- _Task brief_: Render the records as a Markdown table with the columns "Number" and "Line," covering only the lines from the one containing "For the benchmark, provide one point per instance of the stone" through the end of the records and skipping blank lines.

Excerpts from a location annotation dataset
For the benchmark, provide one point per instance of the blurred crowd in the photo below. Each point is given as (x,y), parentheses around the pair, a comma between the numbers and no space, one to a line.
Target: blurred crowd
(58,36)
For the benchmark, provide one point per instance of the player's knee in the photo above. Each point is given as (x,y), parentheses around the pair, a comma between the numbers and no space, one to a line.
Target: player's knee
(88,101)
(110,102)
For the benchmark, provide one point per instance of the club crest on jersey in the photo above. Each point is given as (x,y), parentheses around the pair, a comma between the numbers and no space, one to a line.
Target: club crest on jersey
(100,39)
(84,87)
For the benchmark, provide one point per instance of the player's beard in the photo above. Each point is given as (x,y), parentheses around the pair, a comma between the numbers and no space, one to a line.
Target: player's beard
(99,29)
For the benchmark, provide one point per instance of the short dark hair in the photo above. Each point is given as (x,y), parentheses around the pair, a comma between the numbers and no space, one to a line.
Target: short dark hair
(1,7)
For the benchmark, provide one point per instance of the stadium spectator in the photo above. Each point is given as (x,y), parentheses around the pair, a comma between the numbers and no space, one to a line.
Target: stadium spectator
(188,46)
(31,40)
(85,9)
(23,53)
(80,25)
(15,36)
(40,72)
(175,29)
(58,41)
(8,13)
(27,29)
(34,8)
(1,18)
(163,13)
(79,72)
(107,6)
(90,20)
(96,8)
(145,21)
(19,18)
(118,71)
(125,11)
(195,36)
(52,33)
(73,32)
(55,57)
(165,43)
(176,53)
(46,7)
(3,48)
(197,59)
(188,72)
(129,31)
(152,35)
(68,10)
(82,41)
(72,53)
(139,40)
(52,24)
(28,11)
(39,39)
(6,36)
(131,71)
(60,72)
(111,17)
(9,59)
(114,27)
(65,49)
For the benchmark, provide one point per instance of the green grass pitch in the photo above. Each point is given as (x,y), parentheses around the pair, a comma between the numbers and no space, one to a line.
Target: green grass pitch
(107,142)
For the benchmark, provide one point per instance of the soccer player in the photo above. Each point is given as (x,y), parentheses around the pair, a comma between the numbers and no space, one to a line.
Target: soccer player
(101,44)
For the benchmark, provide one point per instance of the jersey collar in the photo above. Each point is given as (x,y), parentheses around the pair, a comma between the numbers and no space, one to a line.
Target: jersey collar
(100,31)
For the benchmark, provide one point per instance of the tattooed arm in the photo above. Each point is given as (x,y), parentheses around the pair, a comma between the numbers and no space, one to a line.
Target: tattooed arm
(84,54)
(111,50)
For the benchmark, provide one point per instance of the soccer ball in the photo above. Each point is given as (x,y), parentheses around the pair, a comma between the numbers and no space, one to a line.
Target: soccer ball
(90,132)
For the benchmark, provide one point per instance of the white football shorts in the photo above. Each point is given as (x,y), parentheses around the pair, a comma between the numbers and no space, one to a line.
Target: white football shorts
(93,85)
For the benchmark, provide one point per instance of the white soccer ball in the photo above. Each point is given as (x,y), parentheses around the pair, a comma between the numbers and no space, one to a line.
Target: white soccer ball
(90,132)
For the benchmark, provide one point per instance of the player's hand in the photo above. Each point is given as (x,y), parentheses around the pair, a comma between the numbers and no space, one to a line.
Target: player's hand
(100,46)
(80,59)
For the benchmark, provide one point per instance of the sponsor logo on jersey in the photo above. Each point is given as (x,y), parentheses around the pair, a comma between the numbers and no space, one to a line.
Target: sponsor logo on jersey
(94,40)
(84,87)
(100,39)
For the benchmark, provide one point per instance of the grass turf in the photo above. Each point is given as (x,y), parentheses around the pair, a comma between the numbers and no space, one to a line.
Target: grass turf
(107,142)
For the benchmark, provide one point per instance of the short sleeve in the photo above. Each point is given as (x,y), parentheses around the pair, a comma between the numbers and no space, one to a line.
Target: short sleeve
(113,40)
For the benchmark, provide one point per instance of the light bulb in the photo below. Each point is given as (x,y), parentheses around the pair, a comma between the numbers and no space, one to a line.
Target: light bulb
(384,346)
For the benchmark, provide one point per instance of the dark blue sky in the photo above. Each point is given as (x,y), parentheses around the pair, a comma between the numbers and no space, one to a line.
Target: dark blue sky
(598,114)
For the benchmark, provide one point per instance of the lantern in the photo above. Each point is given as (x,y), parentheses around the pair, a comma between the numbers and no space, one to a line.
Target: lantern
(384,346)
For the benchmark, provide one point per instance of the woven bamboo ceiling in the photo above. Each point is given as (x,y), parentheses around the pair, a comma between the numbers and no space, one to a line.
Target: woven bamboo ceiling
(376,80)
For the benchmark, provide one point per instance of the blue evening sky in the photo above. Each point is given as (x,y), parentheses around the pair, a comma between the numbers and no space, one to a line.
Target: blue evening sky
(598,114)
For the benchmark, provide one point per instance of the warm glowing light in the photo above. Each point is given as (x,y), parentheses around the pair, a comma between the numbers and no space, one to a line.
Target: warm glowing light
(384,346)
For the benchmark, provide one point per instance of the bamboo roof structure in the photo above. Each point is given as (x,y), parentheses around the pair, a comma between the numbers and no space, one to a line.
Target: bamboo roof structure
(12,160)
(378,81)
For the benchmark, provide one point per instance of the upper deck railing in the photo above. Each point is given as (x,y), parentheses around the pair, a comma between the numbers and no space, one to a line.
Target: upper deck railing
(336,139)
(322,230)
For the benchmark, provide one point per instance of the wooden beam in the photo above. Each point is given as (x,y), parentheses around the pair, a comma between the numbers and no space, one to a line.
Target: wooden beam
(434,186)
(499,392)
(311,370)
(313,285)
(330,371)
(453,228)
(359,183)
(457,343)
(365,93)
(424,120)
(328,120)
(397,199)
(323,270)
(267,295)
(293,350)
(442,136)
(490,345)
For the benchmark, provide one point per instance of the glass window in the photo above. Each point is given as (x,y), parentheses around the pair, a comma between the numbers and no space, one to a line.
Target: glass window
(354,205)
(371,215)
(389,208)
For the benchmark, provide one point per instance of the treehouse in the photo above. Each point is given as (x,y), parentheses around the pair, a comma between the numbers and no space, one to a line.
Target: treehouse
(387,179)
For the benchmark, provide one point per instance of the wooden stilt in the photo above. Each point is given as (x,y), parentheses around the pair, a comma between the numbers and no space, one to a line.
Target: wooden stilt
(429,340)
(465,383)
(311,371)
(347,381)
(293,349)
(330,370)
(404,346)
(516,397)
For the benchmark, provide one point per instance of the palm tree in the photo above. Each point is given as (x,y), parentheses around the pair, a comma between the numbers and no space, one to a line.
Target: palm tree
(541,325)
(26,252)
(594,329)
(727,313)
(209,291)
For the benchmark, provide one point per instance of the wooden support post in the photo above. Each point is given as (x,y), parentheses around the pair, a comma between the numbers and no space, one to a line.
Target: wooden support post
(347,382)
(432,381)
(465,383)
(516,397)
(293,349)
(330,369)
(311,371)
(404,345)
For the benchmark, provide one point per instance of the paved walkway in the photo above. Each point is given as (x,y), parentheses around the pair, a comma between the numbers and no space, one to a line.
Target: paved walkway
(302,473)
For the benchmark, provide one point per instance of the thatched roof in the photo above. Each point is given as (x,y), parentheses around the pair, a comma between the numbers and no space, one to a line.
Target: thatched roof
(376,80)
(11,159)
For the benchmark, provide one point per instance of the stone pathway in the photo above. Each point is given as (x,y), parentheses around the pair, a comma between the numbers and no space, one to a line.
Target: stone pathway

- _Solution to this exercise_:
| Number | Line |
|---|---|
| 1 | For the benchmark, provide one point per instance of the stone pathway in the photo above. Each point is given as (x,y), parentheses around the pair, a comma between the numbers and no space, one to a line. |
| 2 | Target: stone pathway |